From the January 2024 issue of The Christian Science Journal


With a gentle laugh, a friend asked if, after reading the Bible all my life, there was some reason I didn’t know it by now. How could I get anything new out of it? His questions were sincere.  

One answer to my friend’s questions lies in the inexhaustible nature of the spiritual ideas conveyed by the words of Scripture. These words are pored over daily by millions of seekers for truth—words powerful, comforting, lyrical, and, when understood, healing.

There’s another answer in a parable Christ Jesus told of a sower. The seed, Jesus explains, symbolizes God’s Word. So, it’s good seed. The point is the quality of the soil it falls into. Some seed falls by the wayside and is eaten by birds—stolen from people’s hearts. Some falls on stony ground, where it’s unable to take root and survive trials. Some falls among thorns—is choked by materialism. But some falls on good soil and bears fruit (see Mark 4:1–20).  

I glimpsed as never before that the Bible is not a book about God, but God revealing Himself through His Word. 

Shortly after telling this story, Jesus says, “Take heed what ye hear: with what measure ye mete, it shall be measured to you: and unto you that hear shall more be given. For he that hath, to him shall be given: and he that hath not, from him shall be taken even that which he hath” (Mark 4:24, 25).

If we yearn to understand the Bible better, we might gently ask ourselves: What have I heard (in thought) when I read it? If we perceive the spiritual meaning of the words, we gain the understanding that heals. If, however, we only take the material measure of the words, the true meaning, and its healing power, will be lacking.

(Part of a data file)
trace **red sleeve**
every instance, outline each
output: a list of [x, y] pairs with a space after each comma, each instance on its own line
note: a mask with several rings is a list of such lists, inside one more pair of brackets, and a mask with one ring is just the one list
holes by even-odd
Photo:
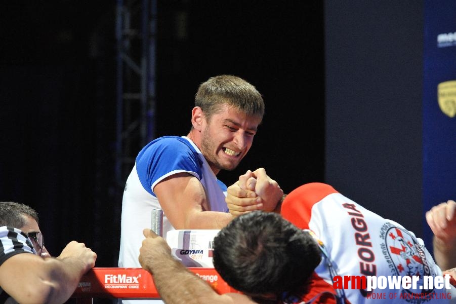
[[308, 229], [312, 207], [332, 193], [338, 193], [329, 185], [320, 182], [304, 184], [292, 191], [282, 203], [284, 218], [301, 229]]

### Required actions
a – In the excerpt on reading the Bible, what does the seed stand for in the parable of the sower?
b – Set down every line of the entries verbatim, omitting the pictures.
The excerpt and the entries were drawn from unrelated sources.

### The answers
a – God's Word.

b –
trace **red sleeve**
every instance, outline each
output: a list of [x, y] pairs with a space after each comma, each instance on its own line
note: a mask with several rings is a list of such lists, inside one more pair of brackets, and a mask with one ring is just the one list
holes by even-odd
Photo:
[[308, 229], [312, 207], [332, 193], [338, 193], [329, 185], [320, 182], [304, 184], [292, 191], [282, 203], [284, 218], [301, 229]]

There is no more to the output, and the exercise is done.